→ **ASSIGNED TASK**
Go through the entries below and pick out every line with "pink".
Segment Start: WORKING DATA
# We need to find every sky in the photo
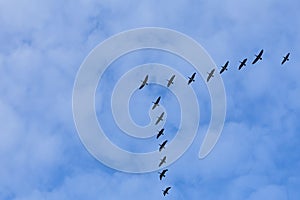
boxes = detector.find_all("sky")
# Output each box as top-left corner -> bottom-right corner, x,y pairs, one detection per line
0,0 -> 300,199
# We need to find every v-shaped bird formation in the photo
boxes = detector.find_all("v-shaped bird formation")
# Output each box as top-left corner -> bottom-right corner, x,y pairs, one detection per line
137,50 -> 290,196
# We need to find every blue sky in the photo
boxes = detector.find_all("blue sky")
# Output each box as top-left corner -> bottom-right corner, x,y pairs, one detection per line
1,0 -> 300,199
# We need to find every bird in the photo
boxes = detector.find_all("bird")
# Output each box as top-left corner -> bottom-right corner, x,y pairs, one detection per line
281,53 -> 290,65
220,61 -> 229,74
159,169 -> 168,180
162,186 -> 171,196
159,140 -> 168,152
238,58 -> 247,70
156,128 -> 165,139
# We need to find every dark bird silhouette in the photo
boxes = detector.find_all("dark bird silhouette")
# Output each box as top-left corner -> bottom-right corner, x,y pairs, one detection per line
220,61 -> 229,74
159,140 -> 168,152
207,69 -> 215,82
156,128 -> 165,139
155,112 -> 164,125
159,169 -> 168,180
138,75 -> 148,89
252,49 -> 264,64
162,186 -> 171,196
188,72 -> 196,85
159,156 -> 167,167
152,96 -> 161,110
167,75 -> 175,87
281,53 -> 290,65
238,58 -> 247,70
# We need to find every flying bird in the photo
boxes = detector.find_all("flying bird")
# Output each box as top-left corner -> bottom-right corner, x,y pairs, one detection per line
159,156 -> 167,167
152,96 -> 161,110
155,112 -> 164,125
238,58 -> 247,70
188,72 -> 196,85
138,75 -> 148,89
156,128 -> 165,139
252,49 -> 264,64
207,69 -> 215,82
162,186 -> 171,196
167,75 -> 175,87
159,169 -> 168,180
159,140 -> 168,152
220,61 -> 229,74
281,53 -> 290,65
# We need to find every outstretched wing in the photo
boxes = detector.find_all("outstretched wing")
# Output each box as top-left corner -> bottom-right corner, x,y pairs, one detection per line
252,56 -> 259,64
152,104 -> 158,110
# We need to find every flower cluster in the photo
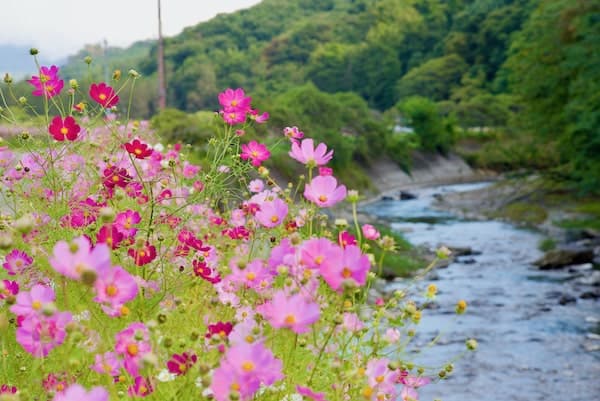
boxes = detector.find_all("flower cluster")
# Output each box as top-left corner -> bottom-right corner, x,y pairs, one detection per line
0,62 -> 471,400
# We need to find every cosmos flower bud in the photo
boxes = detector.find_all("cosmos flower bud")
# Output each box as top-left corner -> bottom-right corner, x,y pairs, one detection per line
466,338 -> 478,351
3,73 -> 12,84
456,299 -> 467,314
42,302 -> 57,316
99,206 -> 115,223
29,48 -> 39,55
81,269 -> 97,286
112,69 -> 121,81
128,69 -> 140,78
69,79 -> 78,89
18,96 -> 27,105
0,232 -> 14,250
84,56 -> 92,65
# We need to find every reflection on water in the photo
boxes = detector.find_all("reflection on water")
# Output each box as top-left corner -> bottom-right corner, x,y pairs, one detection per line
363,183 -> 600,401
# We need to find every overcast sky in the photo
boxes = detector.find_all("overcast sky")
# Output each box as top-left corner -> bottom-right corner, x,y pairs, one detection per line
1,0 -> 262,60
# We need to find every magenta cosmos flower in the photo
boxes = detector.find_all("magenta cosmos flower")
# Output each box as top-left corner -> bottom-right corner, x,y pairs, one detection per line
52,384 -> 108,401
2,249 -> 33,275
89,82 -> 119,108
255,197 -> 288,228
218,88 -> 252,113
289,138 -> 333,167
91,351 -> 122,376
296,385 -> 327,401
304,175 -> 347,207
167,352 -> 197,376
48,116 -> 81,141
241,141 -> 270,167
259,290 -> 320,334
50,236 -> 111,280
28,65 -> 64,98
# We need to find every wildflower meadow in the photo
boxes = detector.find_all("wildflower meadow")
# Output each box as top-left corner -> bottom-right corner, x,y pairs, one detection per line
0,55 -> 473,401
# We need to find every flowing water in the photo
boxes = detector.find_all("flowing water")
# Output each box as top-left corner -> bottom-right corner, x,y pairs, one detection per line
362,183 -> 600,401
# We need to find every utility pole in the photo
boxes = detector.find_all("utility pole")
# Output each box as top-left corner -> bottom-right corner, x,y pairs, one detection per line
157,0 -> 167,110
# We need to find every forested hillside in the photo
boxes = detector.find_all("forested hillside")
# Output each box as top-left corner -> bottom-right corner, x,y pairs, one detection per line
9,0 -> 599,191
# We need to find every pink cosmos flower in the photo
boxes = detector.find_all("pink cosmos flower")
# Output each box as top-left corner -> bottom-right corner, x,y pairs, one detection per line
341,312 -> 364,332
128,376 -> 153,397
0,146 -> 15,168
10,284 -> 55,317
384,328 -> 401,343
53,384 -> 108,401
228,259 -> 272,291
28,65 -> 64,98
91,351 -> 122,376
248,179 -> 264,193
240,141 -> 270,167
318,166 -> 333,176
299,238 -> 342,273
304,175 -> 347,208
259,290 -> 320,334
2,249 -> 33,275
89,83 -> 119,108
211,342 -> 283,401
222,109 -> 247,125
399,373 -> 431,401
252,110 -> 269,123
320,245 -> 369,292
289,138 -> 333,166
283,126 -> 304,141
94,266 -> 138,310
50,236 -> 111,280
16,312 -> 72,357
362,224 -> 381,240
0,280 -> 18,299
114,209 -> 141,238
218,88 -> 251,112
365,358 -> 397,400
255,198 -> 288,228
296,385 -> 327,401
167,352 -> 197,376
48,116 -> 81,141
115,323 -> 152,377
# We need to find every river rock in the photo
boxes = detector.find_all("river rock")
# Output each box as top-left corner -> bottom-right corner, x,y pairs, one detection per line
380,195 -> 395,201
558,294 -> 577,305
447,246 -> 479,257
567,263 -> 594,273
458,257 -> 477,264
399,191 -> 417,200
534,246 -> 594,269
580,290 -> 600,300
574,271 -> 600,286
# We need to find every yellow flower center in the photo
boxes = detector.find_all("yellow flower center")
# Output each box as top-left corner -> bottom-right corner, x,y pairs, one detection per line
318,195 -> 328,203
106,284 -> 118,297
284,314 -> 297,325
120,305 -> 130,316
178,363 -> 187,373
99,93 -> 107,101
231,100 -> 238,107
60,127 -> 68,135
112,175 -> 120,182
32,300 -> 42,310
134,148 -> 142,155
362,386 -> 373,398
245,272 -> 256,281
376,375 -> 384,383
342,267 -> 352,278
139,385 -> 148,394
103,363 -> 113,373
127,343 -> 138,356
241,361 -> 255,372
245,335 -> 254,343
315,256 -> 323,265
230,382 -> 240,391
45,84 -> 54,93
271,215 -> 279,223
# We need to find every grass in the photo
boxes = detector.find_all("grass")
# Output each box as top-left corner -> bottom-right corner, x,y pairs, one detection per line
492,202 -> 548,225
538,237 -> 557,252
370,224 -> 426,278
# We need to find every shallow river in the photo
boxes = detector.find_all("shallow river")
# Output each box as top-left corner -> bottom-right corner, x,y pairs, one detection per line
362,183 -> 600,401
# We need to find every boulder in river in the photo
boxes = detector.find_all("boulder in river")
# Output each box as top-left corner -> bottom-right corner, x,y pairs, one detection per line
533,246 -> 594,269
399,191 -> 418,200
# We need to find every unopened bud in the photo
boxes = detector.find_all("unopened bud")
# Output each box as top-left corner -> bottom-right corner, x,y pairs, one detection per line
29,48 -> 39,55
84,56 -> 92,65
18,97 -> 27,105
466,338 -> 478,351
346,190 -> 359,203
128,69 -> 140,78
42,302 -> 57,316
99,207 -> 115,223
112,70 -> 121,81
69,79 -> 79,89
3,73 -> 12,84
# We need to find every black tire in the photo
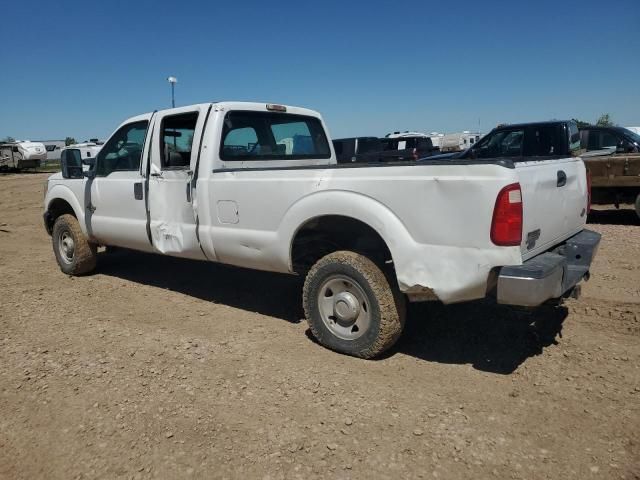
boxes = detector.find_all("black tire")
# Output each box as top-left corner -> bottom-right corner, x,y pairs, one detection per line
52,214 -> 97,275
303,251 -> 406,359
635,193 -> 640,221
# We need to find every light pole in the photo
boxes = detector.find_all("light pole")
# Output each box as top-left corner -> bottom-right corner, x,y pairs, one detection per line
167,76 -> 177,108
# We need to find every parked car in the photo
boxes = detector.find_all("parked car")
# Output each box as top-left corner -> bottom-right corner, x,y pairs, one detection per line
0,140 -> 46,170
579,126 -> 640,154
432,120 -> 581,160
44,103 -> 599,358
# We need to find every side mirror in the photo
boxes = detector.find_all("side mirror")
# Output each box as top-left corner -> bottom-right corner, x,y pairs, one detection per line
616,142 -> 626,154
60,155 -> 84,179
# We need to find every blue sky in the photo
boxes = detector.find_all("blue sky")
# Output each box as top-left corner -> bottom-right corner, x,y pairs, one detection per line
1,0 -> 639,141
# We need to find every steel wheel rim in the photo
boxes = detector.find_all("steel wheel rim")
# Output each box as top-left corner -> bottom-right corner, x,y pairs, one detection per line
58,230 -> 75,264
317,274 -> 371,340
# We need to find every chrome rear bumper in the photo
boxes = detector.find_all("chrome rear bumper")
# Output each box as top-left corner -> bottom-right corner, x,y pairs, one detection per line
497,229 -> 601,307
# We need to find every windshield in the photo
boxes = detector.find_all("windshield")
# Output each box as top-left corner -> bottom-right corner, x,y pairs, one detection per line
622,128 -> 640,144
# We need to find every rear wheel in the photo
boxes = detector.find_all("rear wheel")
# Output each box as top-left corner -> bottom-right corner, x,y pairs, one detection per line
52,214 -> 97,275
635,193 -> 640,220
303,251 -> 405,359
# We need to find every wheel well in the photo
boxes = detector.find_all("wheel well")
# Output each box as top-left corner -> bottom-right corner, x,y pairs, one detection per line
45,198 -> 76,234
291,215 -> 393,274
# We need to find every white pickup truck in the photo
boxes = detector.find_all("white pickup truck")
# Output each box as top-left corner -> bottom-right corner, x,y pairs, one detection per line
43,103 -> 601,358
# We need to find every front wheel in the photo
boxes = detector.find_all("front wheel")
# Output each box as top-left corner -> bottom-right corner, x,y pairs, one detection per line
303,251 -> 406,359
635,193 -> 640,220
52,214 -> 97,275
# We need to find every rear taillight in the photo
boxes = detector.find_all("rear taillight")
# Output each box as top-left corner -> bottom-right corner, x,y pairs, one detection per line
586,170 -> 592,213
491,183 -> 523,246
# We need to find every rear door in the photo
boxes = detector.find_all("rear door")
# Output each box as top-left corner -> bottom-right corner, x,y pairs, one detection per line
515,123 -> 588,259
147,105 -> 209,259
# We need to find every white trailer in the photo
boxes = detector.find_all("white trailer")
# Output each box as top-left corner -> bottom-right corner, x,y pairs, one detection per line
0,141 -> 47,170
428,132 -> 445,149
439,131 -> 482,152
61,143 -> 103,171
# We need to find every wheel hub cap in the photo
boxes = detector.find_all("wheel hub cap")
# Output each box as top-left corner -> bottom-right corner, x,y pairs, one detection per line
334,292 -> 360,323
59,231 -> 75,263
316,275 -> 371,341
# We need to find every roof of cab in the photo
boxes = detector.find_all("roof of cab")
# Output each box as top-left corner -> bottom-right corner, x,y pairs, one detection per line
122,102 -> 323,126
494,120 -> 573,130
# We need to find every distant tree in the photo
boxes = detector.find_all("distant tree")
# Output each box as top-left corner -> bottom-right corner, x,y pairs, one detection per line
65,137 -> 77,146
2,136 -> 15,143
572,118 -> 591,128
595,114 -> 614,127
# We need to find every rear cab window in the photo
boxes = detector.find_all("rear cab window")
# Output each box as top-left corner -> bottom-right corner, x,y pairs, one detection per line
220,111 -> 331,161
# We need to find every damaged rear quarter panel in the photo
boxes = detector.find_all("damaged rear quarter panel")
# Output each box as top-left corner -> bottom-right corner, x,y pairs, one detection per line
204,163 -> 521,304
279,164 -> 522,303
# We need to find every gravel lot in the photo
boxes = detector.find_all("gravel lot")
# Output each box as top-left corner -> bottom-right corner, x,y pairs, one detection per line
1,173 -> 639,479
Segment End: WORKING DATA
→ **SOLUTION BELOW**
# We need to find every pink cosmos flower in the photo
boxes = detector.find_all("pink cosmos flower")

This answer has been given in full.